____ DOCUMENT SEGMENT
King George County, VA, 11/11/15

All photos are Marshall Faintich

Before I proceed with this trip report, I want to share a photo of an American Crow having a seafood lunch on the Rockfish Valley Trail on 11/10/15.


American Crow having a seafood lunch

There had been reports over the past few days of Sandhill Cranes, a Golden Eagle, and a Hudsonian Godwit in King George County just east of Fredericksburg, Virginia. I had previously seen Sandhill Cranes in Florida, and Golden Eagles in a couple of Virginia locations, but the Hudsonian Godwit would have been a life bird for me. I had a mid-morning appointment in Charlottesville and asked Walt Childs if he wanted to come along, and we could go from there to King George County to look for these birds.
________
## TASKS TO COMPLETE:
A. Transcribe everything in the birding trip report from "All photos are" down to "Trail on 11/10/15.".
B. Translate this sentence from the birding trip report into Spanish: "I had previously seen Sandhill Cranes in Florida, and Golden Eagles in a couple of Virginia locations, but the Hudsonian Godwit would have been a life bird for me."
C. Carry the birding trip report about King George County forward, starting after its final sentence.
____ COLLECTED DATA
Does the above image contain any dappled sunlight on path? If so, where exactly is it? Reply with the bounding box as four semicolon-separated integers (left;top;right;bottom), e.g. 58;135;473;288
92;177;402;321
________
## RESPONSES TO THE EXERCISE:
A.
All photos are Marshall Faintich

Before I proceed with this trip report, I want to share a photo of an American Crow having a seafood lunch on the Rockfish Valley Trail on 11/10/15.

B. Ya había visto grullas canadienses en Florida y águilas reales en un par de lugares de Virginia, pero la aguja lomiblanca habría sido una especie nueva en mi lista de vida.

C.
The plan was to arrive there around noon, but it took us about 50 minutes to get through Fredericksburg. I lived there in 1971-74 when the Fredericksburg population was 13,000, but the city itself has grown to 28,000+, and with the surrounding suburbs, it is now 120,000+. We encountered major traffic jams, and didn't arrive at the birding sites until 1:00 p.m.

There were two locations we wanted to visit. The first was along Lagrange Road just off Route 3. The road was public, but the very large ponds on each side of the road were on private property, and we had to bird from the road. The other site was Farley Vale, about 1/4 mile west of Lagrange Road, where there was another large pond. The owner was allowing birders to get off of Route 3 there, but asked birders to stay just off Route 3, and not drive farther down their private road.

When we arrived at the Lagrange road site, the large ponds on the east side of the road were filled with hundreds of ducks and some Canada Geese. Most of the ducks were Ring-necked, but we saw a few Buffleheads as well.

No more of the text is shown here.